AIM => Copy each of the rows below character for character, leaving nothing out and changing nothing.

EXERCISE MATERIAL =>
▶

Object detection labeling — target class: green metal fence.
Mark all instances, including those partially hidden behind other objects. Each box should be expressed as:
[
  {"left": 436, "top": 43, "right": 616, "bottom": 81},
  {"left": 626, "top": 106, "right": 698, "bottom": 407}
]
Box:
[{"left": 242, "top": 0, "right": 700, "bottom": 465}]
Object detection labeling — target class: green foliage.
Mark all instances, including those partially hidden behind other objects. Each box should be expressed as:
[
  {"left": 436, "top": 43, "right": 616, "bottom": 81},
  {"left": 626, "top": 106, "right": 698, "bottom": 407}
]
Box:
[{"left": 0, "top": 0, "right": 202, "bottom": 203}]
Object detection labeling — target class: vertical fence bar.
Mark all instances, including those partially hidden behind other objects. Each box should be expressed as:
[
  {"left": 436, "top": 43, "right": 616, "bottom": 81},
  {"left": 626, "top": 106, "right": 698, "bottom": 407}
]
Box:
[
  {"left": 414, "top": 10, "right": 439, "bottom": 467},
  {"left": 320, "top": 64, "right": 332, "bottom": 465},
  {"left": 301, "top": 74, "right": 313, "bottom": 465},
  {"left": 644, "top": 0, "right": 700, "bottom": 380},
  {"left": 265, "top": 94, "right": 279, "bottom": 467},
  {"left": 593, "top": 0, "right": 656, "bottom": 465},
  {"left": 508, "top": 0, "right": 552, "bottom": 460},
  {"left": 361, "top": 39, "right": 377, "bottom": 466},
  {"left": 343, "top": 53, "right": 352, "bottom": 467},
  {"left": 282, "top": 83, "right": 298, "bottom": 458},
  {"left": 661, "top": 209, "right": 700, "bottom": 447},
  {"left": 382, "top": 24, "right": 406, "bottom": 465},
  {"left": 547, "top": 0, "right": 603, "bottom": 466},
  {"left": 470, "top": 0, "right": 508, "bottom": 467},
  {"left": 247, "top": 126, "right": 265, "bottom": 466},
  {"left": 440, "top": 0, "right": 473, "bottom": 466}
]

◀

RESULT OF THE TASK =>
Object detection labeling — target class: green metal fence.
Mark all instances, including those partially hidden behind other objects. Each box should be expressed as:
[
  {"left": 436, "top": 43, "right": 616, "bottom": 81},
  {"left": 626, "top": 106, "right": 698, "bottom": 407}
]
Box:
[{"left": 242, "top": 0, "right": 700, "bottom": 465}]
Object detection labeling — target class: green foliage.
Mark all instances, including those partially hidden behind other objects. Each box should be expressed as:
[
  {"left": 436, "top": 43, "right": 616, "bottom": 81},
  {"left": 626, "top": 106, "right": 698, "bottom": 407}
]
Box:
[{"left": 0, "top": 0, "right": 202, "bottom": 203}]
Object detection labeling — target class: vertical fence bar.
Mark all instances, including those partially hidden behind other objects. Each box should be expressed as:
[
  {"left": 436, "top": 43, "right": 616, "bottom": 81},
  {"left": 626, "top": 106, "right": 698, "bottom": 407}
]
Box:
[
  {"left": 414, "top": 10, "right": 439, "bottom": 467},
  {"left": 320, "top": 64, "right": 332, "bottom": 465},
  {"left": 301, "top": 74, "right": 313, "bottom": 465},
  {"left": 644, "top": 0, "right": 700, "bottom": 380},
  {"left": 265, "top": 94, "right": 279, "bottom": 467},
  {"left": 593, "top": 0, "right": 656, "bottom": 465},
  {"left": 508, "top": 0, "right": 552, "bottom": 460},
  {"left": 361, "top": 39, "right": 377, "bottom": 466},
  {"left": 343, "top": 53, "right": 352, "bottom": 467},
  {"left": 282, "top": 83, "right": 298, "bottom": 458},
  {"left": 661, "top": 209, "right": 700, "bottom": 447},
  {"left": 382, "top": 24, "right": 406, "bottom": 465},
  {"left": 547, "top": 0, "right": 603, "bottom": 466},
  {"left": 470, "top": 0, "right": 508, "bottom": 467},
  {"left": 247, "top": 126, "right": 265, "bottom": 466},
  {"left": 440, "top": 0, "right": 473, "bottom": 466}
]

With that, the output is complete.